- WHAT NEEDS TO BE DONE -
If a line in the entries below includes the string "sign", copy it out.

- DATA EXTRACTS -
========================================

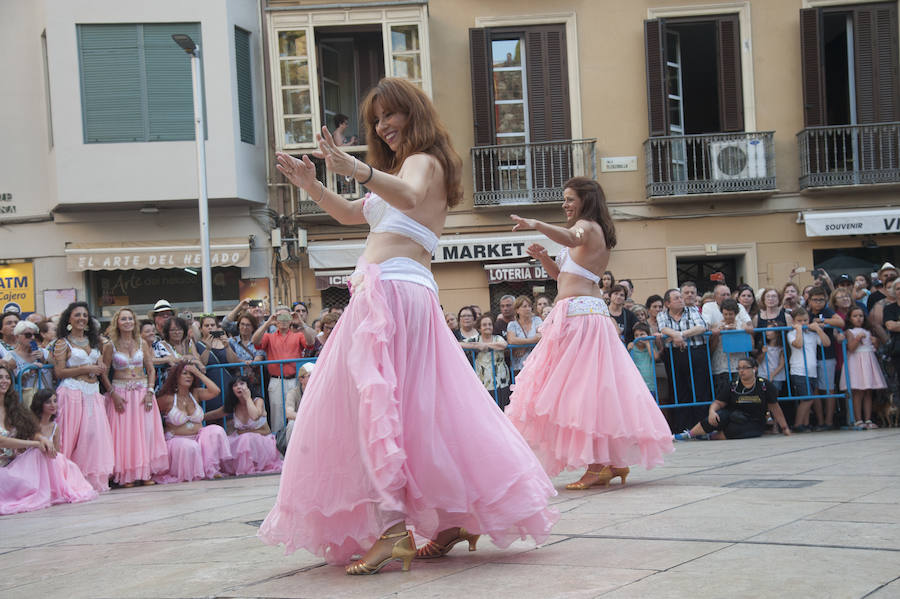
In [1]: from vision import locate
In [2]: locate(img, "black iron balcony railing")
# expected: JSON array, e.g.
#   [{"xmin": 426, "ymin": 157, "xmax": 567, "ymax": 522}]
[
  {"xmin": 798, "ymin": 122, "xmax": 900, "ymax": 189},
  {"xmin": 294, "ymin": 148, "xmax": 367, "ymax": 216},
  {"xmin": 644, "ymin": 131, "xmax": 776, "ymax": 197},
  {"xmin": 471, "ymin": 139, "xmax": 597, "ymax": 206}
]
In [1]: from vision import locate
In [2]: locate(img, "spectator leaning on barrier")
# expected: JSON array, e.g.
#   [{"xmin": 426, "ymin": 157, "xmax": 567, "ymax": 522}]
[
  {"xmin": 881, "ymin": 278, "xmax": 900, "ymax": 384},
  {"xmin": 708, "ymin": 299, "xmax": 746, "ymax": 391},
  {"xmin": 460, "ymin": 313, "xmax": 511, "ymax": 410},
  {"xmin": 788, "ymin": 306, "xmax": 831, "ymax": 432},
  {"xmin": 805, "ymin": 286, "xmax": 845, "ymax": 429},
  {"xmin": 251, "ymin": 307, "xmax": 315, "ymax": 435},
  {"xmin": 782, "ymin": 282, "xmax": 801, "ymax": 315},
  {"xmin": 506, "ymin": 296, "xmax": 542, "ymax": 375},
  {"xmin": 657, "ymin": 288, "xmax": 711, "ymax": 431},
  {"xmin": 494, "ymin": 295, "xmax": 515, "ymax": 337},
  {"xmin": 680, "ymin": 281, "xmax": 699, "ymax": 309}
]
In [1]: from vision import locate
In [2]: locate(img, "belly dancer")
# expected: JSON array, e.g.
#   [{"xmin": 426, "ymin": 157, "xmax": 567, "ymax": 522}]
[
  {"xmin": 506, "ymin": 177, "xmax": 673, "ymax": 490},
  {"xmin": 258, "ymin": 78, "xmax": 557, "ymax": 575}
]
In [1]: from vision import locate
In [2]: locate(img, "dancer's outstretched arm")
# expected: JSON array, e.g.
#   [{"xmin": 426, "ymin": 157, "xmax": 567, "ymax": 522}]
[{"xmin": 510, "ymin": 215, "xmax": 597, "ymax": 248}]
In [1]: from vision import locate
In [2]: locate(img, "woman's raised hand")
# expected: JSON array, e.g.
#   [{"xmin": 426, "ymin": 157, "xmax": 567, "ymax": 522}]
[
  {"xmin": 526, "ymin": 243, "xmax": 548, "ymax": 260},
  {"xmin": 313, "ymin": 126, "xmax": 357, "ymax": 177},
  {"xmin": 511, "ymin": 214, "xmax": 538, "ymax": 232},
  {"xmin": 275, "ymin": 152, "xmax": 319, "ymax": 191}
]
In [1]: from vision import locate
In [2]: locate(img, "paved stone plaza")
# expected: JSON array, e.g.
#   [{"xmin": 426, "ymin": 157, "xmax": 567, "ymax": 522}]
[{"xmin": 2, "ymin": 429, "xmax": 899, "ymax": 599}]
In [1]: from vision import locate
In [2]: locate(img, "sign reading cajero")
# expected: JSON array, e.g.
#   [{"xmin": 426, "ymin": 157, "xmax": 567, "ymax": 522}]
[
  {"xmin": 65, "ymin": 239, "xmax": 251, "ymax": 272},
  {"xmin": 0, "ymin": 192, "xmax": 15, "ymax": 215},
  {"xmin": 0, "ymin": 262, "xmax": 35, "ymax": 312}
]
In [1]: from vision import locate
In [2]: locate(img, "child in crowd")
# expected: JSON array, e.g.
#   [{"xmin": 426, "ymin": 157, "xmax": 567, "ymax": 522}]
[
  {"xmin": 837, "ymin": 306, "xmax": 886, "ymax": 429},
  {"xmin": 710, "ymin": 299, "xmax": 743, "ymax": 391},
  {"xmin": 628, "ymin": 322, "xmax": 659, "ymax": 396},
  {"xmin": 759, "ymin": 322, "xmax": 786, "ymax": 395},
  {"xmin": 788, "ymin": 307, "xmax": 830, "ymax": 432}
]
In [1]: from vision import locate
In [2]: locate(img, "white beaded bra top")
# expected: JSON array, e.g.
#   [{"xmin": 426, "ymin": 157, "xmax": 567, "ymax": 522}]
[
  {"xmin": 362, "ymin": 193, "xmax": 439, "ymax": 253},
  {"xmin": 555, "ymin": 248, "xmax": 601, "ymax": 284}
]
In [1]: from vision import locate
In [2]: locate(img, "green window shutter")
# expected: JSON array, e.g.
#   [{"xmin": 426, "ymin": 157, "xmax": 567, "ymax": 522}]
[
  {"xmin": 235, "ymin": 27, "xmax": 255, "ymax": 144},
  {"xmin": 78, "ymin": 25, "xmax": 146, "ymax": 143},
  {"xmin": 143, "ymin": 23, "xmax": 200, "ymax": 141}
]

========================================

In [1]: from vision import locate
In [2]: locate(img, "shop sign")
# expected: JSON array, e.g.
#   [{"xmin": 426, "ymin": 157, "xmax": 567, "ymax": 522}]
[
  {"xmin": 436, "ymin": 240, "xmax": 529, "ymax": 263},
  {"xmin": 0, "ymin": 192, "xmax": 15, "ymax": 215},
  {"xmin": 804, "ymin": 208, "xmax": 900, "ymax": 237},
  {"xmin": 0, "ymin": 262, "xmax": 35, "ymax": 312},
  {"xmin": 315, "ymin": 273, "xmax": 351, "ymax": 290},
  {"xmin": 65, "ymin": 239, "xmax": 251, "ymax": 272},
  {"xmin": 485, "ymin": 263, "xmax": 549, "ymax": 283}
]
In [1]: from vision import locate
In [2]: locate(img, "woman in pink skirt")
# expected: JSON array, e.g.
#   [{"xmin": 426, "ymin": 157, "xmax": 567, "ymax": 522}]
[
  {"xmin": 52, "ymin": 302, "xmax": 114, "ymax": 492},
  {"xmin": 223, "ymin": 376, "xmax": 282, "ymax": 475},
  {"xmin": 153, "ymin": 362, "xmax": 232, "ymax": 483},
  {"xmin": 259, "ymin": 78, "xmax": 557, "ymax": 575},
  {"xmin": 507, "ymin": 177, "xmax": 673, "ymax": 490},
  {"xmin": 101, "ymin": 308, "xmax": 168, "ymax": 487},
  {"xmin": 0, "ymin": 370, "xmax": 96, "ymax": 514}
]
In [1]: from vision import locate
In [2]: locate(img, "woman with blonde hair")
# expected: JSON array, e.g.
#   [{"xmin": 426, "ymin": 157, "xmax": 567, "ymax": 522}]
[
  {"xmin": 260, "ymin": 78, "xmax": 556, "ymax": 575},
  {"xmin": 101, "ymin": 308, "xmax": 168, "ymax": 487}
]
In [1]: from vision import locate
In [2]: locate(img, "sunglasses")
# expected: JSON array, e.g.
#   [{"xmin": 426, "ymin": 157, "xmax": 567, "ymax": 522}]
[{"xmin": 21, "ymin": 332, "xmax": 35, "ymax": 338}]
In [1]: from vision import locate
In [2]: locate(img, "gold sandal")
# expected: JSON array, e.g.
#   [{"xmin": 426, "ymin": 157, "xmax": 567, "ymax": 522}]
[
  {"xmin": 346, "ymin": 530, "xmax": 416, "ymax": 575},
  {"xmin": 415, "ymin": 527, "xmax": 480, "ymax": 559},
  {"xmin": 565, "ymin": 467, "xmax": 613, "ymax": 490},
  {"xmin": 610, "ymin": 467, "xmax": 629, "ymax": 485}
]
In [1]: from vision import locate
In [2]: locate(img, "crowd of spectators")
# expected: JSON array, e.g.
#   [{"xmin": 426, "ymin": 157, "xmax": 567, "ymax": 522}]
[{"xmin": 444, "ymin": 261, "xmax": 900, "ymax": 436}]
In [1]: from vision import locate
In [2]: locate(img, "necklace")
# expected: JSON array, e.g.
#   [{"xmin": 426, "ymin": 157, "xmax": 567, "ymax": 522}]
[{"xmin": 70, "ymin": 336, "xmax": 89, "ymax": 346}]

========================================

- TASK RESULT -
In [2]: locate(img, "sign reading cajero")
In [2]: locate(img, "shop sign")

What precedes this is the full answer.